# Work to do
Give only the number of lines in the records that contain the word "chest".
........
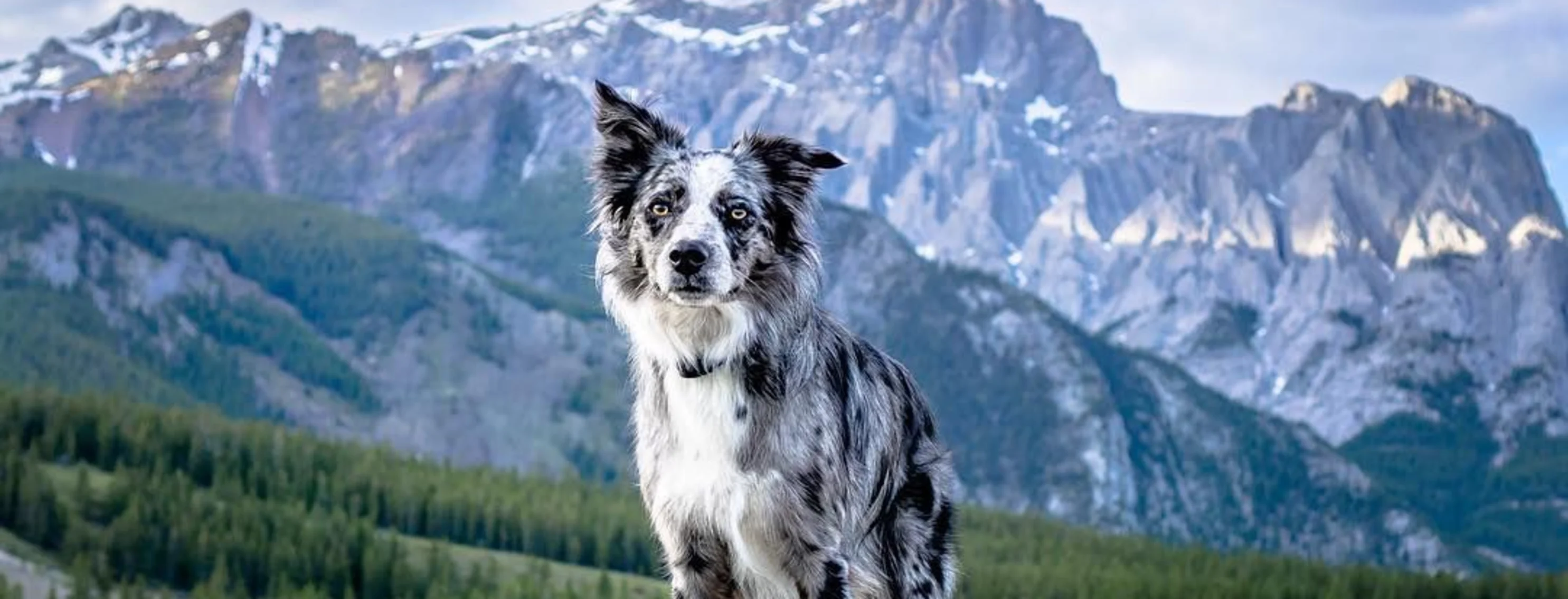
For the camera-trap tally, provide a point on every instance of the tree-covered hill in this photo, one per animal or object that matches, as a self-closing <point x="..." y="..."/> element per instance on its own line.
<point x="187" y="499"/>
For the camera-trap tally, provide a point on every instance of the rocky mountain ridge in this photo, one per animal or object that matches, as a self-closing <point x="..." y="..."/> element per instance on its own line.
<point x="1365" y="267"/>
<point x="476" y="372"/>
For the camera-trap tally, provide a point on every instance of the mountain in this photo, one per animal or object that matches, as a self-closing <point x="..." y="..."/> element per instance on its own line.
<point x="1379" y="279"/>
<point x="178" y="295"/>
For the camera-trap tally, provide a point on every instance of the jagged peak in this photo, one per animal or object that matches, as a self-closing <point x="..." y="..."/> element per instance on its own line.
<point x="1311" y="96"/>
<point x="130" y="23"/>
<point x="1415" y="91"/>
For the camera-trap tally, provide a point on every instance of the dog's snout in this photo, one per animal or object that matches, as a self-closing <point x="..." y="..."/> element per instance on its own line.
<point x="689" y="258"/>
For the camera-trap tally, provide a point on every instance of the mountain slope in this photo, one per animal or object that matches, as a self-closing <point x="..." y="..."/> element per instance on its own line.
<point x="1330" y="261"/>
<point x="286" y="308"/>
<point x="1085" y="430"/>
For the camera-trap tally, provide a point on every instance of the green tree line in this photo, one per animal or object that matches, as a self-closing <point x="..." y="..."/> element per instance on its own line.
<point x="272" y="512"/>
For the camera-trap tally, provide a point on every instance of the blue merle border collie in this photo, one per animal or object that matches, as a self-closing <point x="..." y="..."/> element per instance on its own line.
........
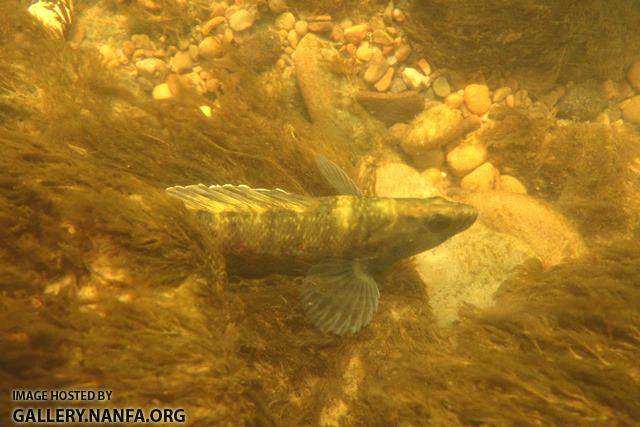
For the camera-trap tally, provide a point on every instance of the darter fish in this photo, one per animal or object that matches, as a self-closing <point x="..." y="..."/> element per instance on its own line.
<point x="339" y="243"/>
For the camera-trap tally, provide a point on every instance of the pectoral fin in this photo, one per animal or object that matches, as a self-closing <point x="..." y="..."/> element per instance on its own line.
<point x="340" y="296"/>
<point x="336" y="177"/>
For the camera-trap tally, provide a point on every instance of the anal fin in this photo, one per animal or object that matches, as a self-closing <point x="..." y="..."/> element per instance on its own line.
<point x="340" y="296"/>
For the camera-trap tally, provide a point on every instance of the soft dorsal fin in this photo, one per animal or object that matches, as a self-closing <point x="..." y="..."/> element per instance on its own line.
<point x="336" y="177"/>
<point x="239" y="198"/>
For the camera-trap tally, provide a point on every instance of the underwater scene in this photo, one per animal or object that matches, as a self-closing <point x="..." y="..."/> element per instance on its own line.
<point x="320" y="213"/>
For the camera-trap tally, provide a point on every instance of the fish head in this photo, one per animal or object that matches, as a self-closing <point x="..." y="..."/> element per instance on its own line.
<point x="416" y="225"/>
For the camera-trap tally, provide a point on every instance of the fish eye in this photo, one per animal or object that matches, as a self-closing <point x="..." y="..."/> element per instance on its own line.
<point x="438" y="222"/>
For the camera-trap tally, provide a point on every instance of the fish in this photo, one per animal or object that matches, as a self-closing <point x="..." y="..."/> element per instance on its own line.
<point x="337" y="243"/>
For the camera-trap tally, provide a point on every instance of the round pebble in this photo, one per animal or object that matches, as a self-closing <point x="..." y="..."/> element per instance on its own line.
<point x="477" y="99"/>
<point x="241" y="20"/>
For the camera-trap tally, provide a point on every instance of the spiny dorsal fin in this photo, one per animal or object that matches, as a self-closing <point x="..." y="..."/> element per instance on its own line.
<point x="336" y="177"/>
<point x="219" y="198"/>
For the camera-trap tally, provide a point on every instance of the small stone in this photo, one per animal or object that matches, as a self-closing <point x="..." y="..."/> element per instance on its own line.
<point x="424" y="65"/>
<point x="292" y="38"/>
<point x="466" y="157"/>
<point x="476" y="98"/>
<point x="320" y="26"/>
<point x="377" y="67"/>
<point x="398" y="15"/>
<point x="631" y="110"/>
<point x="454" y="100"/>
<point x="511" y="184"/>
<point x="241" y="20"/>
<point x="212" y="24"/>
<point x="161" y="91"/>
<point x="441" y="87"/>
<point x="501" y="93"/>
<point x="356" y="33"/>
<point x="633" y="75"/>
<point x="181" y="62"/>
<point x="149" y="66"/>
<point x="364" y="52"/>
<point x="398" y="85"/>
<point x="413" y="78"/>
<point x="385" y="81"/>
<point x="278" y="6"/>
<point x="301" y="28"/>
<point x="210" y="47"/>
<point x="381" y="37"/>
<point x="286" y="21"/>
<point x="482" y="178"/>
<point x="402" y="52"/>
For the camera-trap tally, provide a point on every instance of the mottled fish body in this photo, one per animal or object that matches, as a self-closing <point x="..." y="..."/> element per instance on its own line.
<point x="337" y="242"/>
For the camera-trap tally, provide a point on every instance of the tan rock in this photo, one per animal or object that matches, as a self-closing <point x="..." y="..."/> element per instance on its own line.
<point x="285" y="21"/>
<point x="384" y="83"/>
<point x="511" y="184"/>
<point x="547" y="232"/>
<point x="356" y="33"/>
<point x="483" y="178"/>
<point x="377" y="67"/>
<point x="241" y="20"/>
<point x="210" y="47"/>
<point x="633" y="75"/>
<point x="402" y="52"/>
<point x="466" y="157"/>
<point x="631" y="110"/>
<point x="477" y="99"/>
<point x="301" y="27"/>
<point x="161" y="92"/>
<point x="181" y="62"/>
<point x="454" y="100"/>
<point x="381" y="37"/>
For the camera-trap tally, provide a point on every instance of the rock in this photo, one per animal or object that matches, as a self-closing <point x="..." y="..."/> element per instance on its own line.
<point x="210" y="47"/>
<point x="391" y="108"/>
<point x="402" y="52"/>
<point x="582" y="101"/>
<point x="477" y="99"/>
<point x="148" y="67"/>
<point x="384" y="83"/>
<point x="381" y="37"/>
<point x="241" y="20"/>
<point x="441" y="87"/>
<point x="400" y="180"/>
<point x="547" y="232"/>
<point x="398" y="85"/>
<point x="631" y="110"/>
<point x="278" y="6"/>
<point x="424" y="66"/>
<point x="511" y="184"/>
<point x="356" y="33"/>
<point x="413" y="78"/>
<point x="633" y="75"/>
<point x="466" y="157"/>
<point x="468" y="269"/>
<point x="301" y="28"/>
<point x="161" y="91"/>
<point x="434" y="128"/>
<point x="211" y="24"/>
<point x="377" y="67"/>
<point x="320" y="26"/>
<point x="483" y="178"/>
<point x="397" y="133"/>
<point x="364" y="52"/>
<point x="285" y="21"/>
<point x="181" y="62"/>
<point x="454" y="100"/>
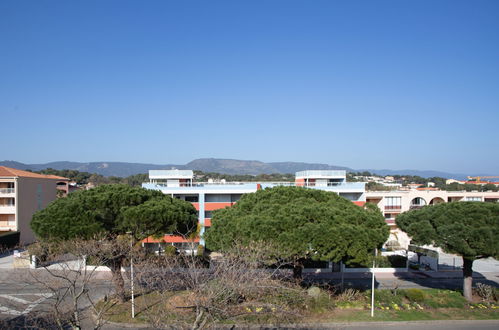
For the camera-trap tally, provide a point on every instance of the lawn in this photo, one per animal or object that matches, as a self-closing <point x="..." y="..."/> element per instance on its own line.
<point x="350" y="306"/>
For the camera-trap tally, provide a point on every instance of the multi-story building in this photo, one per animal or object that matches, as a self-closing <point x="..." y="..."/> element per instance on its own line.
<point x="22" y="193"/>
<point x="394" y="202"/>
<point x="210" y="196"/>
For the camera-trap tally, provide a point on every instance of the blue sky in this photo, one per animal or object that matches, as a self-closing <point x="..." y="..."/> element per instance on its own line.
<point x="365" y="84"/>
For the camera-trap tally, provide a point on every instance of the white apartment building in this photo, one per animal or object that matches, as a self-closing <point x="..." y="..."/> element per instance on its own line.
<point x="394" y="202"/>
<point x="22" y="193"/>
........
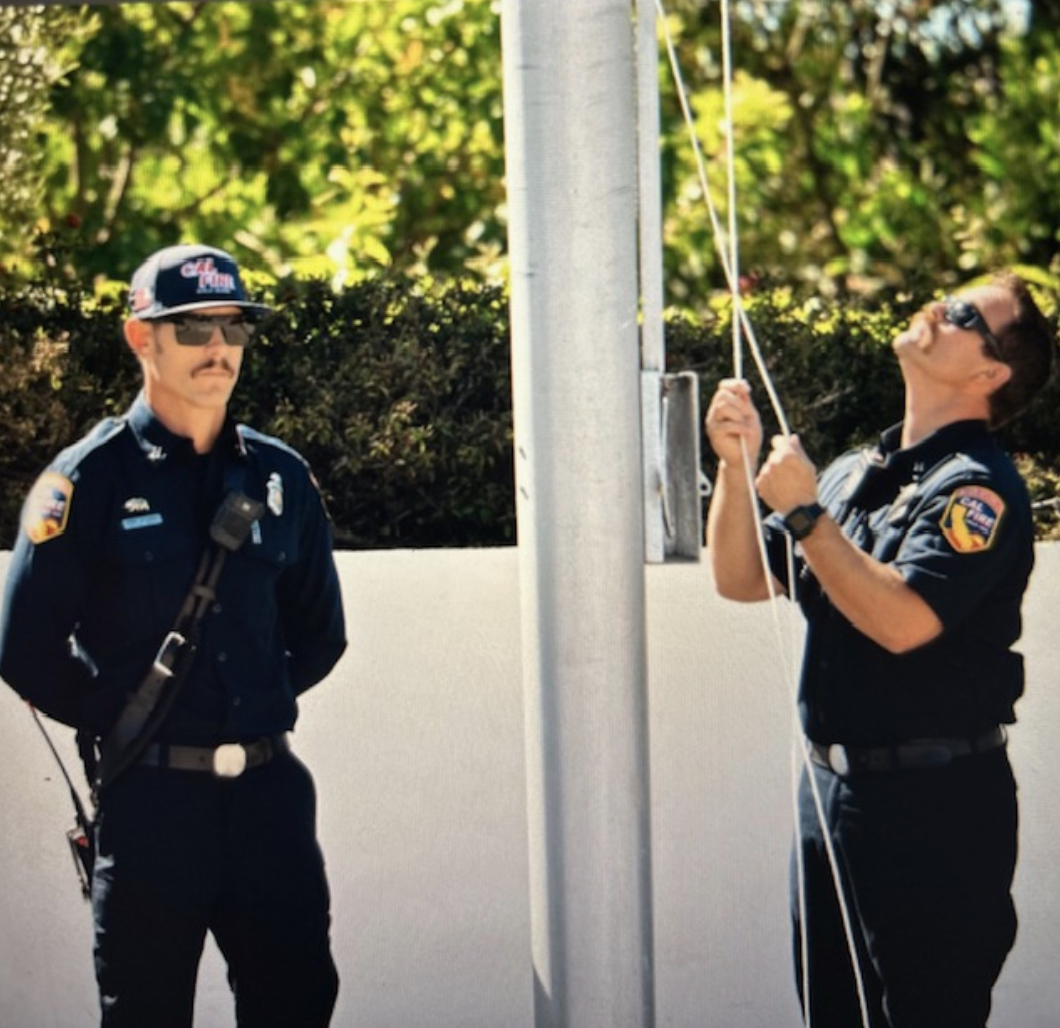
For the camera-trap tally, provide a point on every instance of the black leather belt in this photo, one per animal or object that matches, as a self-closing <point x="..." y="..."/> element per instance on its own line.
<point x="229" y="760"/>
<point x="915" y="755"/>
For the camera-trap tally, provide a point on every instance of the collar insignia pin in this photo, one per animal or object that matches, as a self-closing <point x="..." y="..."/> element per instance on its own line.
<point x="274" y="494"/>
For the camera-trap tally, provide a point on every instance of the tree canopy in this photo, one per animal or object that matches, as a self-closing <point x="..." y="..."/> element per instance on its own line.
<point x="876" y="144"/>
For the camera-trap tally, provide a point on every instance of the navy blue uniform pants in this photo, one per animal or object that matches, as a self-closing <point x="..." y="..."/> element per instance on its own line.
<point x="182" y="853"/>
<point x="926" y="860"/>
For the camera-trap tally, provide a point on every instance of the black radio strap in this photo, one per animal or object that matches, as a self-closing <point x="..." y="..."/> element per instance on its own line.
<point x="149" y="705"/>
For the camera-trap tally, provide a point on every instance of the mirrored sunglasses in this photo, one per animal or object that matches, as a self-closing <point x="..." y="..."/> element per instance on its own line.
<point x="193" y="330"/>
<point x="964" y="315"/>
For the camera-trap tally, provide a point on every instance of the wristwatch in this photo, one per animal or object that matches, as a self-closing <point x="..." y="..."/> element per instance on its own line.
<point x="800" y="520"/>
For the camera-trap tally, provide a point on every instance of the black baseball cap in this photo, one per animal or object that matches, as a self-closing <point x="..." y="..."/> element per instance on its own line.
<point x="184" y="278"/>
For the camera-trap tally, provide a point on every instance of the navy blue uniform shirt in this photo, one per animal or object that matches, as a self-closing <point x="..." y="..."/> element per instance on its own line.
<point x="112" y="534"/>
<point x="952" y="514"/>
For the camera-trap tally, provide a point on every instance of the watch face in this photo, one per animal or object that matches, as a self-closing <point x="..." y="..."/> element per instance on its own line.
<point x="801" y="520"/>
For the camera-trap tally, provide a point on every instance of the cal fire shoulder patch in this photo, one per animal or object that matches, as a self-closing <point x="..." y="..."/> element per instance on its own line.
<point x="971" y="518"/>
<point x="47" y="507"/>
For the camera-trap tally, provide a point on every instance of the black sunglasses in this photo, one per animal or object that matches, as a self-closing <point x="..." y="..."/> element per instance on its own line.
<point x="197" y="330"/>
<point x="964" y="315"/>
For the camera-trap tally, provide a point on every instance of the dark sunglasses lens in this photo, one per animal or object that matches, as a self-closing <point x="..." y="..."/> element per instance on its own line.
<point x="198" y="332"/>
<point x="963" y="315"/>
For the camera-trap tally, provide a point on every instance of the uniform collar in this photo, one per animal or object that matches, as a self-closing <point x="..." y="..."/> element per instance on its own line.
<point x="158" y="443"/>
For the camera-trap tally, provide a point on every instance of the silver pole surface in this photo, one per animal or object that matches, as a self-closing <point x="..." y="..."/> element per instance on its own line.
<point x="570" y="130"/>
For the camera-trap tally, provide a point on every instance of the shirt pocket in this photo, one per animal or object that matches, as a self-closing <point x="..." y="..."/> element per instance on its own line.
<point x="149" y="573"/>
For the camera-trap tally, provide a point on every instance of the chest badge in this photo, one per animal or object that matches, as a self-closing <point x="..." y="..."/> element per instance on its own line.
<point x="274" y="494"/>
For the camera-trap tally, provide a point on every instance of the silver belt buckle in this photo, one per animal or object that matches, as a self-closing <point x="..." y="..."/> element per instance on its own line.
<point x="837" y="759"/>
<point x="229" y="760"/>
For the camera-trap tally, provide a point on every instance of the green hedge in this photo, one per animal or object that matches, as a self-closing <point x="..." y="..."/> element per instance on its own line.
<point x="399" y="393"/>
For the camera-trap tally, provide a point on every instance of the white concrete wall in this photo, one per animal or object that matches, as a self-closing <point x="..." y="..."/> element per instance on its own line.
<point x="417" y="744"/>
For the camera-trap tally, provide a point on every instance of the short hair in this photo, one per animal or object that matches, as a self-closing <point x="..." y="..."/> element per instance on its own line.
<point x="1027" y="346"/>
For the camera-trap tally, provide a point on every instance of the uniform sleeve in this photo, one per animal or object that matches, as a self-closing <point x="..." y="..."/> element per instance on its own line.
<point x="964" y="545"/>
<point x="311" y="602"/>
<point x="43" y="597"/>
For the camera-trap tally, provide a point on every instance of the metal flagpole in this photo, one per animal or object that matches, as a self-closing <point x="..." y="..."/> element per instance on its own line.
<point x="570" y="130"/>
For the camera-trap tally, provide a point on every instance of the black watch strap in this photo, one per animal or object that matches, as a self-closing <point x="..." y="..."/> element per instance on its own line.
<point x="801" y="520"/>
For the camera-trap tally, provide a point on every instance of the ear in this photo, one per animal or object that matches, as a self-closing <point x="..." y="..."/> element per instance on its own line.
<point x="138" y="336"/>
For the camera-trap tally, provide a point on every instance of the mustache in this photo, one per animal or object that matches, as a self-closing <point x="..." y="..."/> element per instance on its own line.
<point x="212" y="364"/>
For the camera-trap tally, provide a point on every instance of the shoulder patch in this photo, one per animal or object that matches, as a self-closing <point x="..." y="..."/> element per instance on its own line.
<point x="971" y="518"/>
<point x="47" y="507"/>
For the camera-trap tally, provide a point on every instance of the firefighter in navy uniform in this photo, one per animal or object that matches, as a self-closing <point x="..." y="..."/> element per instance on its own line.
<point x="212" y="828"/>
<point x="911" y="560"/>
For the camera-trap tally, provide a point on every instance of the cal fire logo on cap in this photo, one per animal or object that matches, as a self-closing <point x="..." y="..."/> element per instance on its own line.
........
# Exercise solution
1